● STATED PROBLEM
Could you copy, word for word, the lines below, from the one containing "Guideline: for every instance of the orange" through the last line of the stored entries, with both ends included?

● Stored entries
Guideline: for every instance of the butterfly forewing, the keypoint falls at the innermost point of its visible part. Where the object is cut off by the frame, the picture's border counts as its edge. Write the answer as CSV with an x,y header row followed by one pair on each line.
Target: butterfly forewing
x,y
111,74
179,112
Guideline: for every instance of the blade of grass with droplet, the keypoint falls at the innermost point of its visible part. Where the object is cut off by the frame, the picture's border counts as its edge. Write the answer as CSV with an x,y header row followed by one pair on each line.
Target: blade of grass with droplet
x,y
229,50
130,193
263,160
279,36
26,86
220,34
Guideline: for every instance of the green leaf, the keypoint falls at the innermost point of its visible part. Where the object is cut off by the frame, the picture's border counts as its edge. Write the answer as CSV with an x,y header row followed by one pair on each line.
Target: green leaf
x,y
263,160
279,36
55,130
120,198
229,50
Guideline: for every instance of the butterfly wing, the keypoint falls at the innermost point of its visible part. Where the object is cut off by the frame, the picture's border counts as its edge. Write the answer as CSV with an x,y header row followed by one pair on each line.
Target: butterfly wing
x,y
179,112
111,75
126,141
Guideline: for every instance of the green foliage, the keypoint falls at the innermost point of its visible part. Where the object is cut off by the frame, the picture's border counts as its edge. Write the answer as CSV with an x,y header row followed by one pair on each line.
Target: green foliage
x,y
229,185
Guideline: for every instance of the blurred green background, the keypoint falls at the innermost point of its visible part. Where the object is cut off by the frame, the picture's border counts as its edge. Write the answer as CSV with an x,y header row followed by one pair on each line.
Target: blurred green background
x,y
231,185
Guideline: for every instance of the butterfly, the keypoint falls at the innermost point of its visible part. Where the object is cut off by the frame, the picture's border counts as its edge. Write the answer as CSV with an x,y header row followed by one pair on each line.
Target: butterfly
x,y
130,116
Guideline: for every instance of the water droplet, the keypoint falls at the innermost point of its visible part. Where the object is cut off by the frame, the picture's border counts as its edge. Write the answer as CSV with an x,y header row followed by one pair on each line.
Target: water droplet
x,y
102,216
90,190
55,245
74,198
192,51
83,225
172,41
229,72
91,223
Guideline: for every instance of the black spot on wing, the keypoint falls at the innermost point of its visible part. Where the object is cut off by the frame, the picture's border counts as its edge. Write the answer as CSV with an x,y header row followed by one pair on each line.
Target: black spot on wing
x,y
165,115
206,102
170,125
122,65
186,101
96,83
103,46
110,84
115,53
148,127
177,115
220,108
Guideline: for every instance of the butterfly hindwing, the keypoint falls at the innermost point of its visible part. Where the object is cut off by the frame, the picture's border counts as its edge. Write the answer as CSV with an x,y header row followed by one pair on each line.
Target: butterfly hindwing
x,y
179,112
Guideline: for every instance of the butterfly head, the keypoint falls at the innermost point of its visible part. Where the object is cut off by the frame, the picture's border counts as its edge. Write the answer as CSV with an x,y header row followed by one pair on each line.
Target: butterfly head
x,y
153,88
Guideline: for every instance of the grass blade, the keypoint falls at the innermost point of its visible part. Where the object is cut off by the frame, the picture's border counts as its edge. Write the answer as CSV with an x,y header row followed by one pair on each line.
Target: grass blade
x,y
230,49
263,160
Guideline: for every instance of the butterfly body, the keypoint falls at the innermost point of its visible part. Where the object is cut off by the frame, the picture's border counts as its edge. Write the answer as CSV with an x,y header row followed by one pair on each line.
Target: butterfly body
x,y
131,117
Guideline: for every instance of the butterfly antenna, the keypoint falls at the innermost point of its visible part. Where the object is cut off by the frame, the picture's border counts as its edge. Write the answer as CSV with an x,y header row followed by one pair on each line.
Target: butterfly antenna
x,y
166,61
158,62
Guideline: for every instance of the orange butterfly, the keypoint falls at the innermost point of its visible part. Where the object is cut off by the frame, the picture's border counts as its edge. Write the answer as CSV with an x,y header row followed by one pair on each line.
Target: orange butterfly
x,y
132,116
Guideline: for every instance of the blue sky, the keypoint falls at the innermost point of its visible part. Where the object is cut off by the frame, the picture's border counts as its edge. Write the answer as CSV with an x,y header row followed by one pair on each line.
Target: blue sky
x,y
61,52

● FINAL RESULT
Guideline: for every instance of the orange butterfly, the keypoint falls at the innermost point of its visible part. Where the object is cut off by the frame, the picture's border counts as its edge. Write the answer as CSV with an x,y header row followed by one pair on each line.
Target: orange butterfly
x,y
132,116
Guideline: for every instance of the blue sky, the keypoint falls at the innermost point of its visible part. Where the object is cut off by the frame, the picture's border counts as its edge. Write the answer as CSV with an x,y header row followed by one pair on each line.
Target: blue sky
x,y
61,52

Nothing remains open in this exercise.